Reporters:Dorothy Goh, Joyce Lee

On any given Sunday in Central, the weekday business suits and power dressing gives way to a more casual and diverse ensemble of outfits. The space around the former Legislative Council building fills up with groups of Asian women sitting on flower-shaped mats and enjoying elaborate picnics. There air is filled with the sound laughter, of conversations and songs in Tagalog. A visitor stumbling onto the scene may feel she is in the Philippines.

As of the end of September 2011, there were 163,800 Filipinos in Hong Kong, according to statistics from the Immigration Department. This makes the Filipino community the largest population of expatriates in the city.

According to a survey of 208 local people conducted by Varsity earlier this month, 97 percent of respondents said their immediate association with Filipinos is domestic helpers. However, while most of the Filipinos in Hong Kong do work as domestic helpers, the territory is also home to Filipino professionals and business people who have regular working visas or permanent residency.

Rey De Guzman came to Hong Kong on a working visa four years ago to work for an international electronics company. Later, he decided to start his own business, Dogside Café, a canine friendly eatery and meeting place in Causeway Bay. The business is doing well as De Guzman has successfully targeted Hong Kong’s middle class pet-lovers.

De Guzman’s experience is a Filipino success story highlighting the opportunities to be had in this city. But not every Filipino professional in Hong Kong has found it so easy to start and then advance their career here.

^^^^^^^^

**Written task a:** Reproduce the article on Filipinos in Hong Kong in full, word for word.
The article and the entries were taken from separate, unrelated sources.

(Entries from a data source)
^^^^^^^^

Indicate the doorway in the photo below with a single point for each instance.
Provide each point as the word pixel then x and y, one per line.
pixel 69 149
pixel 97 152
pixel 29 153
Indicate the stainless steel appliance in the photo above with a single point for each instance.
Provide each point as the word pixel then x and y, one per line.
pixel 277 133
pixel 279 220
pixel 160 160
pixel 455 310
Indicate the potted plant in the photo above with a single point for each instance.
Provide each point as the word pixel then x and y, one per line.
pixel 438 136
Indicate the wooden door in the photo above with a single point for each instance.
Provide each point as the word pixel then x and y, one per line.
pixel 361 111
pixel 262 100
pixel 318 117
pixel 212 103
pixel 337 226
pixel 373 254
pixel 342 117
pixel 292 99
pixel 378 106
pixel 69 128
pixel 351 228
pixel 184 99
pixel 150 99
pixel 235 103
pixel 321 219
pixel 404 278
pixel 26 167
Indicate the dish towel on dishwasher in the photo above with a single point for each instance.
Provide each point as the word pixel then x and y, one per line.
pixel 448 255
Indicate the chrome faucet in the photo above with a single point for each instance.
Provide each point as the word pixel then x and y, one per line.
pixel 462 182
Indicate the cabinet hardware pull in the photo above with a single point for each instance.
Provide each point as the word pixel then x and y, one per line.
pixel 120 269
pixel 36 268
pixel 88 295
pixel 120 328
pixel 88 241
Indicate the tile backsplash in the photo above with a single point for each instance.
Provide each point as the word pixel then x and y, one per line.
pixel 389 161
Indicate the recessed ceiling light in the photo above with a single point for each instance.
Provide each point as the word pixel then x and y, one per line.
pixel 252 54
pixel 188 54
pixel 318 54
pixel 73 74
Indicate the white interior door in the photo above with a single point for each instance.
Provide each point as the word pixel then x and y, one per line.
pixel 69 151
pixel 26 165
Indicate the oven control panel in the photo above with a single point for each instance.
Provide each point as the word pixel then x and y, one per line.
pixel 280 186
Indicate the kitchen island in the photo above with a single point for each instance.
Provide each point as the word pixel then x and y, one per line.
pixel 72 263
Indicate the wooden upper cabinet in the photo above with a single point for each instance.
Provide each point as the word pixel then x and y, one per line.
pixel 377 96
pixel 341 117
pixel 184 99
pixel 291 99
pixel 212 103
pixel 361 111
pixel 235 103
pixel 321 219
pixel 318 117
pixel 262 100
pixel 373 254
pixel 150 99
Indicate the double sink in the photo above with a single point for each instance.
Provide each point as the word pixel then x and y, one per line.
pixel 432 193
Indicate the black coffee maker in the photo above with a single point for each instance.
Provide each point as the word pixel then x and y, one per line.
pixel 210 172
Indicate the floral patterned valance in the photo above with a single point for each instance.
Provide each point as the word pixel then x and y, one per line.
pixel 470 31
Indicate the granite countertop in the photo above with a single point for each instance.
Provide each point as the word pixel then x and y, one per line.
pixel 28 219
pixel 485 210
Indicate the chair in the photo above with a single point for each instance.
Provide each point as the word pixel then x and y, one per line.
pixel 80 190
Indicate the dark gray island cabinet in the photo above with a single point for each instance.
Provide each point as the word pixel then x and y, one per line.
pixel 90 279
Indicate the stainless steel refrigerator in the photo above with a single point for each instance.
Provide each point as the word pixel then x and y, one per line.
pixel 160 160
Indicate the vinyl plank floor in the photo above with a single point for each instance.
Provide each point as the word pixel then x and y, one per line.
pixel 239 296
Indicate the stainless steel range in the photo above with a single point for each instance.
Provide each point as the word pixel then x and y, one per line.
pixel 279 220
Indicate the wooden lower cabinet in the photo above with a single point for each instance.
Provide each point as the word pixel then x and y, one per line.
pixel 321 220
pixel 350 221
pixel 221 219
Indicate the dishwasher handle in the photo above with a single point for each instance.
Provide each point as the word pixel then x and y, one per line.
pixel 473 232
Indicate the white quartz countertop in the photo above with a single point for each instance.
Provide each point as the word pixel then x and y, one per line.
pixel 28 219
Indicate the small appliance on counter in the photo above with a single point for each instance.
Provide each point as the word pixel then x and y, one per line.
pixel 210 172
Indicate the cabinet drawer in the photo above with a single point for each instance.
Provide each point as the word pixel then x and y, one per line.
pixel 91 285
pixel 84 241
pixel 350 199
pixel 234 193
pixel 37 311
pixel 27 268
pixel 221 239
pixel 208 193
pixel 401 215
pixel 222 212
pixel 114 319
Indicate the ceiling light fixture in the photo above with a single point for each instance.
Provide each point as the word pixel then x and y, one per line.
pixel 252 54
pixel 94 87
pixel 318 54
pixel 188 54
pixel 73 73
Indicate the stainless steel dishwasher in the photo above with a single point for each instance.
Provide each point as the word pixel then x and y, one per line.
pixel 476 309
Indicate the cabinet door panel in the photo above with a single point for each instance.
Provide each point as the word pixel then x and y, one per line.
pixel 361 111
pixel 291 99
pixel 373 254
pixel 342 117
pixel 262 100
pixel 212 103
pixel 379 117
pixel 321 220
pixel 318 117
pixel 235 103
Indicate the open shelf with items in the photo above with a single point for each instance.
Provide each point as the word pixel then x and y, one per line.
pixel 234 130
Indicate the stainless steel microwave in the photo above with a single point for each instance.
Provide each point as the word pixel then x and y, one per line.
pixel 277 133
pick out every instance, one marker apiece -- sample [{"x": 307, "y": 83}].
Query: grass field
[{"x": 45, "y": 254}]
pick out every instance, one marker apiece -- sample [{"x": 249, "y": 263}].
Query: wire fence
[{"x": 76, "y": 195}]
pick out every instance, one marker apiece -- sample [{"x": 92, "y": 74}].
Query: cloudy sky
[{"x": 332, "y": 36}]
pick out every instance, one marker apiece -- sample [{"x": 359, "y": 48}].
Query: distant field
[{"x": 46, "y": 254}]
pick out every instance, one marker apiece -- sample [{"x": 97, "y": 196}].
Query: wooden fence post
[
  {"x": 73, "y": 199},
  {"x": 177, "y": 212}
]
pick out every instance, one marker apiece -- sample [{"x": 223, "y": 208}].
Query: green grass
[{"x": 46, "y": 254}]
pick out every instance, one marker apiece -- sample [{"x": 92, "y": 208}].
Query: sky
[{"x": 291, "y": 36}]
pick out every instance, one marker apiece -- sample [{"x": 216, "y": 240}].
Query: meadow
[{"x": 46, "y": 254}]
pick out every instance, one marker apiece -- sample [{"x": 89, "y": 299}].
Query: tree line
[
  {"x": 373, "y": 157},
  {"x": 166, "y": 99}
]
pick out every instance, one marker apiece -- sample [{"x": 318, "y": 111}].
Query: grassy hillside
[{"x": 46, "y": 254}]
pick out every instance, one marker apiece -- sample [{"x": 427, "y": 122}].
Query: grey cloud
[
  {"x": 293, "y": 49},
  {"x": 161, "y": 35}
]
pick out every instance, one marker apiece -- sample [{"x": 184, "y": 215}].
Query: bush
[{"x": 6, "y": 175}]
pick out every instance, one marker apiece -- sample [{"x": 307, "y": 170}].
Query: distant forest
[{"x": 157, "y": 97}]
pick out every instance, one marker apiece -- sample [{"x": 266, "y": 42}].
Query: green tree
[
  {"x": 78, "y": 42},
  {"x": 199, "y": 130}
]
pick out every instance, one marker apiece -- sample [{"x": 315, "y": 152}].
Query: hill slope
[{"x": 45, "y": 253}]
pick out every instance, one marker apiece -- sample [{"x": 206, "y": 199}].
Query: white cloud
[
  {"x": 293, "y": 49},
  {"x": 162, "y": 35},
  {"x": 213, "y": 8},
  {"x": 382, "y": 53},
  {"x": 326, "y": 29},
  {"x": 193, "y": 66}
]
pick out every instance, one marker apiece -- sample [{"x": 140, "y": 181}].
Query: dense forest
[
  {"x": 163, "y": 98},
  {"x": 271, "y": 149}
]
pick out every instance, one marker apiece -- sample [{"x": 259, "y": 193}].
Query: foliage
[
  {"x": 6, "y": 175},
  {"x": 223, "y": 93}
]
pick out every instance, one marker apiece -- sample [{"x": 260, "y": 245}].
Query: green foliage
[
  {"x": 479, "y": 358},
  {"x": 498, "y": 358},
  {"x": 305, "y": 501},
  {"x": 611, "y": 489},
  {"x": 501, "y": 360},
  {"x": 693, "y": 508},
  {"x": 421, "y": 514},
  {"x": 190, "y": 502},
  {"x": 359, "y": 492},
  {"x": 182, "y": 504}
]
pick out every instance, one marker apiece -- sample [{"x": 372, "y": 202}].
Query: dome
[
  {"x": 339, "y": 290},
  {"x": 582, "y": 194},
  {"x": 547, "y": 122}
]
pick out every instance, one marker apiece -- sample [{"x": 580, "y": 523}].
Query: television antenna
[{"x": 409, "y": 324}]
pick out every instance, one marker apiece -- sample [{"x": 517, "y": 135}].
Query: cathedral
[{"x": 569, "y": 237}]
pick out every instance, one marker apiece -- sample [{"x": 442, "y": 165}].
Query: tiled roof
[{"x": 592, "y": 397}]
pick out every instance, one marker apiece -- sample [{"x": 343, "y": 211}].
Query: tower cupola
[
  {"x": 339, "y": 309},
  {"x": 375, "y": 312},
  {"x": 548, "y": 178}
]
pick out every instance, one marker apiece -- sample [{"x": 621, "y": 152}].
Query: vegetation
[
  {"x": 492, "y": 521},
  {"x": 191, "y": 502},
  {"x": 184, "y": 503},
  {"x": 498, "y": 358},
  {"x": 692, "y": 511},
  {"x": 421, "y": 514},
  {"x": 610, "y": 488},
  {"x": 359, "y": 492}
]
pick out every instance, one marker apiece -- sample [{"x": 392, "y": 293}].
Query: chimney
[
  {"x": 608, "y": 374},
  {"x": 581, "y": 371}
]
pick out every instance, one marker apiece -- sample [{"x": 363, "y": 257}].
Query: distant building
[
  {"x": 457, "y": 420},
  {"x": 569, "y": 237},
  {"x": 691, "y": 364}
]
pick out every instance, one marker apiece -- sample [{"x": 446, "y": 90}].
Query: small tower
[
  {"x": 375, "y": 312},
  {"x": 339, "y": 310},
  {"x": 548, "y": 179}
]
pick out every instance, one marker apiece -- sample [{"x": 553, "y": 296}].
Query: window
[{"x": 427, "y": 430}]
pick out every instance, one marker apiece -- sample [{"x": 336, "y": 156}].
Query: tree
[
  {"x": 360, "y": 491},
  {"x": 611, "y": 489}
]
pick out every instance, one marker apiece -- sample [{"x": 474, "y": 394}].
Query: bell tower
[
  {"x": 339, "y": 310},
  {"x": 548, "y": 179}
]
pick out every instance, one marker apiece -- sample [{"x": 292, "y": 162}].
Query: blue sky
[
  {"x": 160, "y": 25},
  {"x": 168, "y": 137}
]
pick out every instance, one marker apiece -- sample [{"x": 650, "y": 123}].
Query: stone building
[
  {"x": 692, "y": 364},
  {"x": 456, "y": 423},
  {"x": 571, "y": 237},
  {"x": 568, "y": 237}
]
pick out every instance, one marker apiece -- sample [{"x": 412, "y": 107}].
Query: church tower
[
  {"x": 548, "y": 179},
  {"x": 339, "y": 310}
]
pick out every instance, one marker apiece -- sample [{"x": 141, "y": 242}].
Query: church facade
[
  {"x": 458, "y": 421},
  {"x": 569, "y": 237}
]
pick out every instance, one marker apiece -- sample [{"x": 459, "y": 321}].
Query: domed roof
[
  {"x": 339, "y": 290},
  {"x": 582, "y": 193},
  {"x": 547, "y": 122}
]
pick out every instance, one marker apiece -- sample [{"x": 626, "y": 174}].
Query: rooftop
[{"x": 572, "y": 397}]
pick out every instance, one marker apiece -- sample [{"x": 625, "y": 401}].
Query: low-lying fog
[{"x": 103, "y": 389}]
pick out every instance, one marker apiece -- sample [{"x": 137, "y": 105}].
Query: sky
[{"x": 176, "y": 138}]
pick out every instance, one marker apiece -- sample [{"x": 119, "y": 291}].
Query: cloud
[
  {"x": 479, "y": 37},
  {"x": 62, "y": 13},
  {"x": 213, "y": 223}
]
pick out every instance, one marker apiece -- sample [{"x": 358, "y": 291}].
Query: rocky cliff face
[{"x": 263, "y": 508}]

^^^^^^^^

**Written task b:** Pick out each line of the entries that contains the string "tree", and copy those lines.

**Correct answer a:**
Reporters:Dorothy Goh, Joyce Lee

On any given Sunday in Central, the weekday business suits and power dressing gives way to a more casual and diverse ensemble of outfits. The space around the former Legislative Council building fills up with groups of Asian women sitting on flower-shaped mats and enjoying elaborate picnics. There air is filled with the sound laughter, of conversations and songs in Tagalog. A visitor stumbling onto the scene may feel she is in the Philippines.

As of the end of September 2011, there were 163,800 Filipinos in Hong Kong, according to statistics from the Immigration Department. This makes the Filipino community the largest population of expatriates in the city.

According to a survey of 208 local people conducted by Varsity earlier this month, 97 percent of respondents said their immediate association with Filipinos is domestic helpers. However, while most of the Filipinos in Hong Kong do work as domestic helpers, the territory is also home to Filipino professionals and business people who have regular working visas or permanent residency.

Rey De Guzman came to Hong Kong on a working visa four years ago to work for an international electronics company. Later, he decided to start his own business, Dogside Café, a canine friendly eatery and meeting place in Causeway Bay. The business is doing well as De Guzman has successfully targeted Hong Kong’s middle class pet-lovers.

De Guzman’s experience is a Filipino success story highlighting the opportunities to be had in this city. But not every Filipino professional in Hong Kong has found it so easy to start and then advance their career here.

**Correct answer b:**
Query: tree line
Query: green tree
Query: tree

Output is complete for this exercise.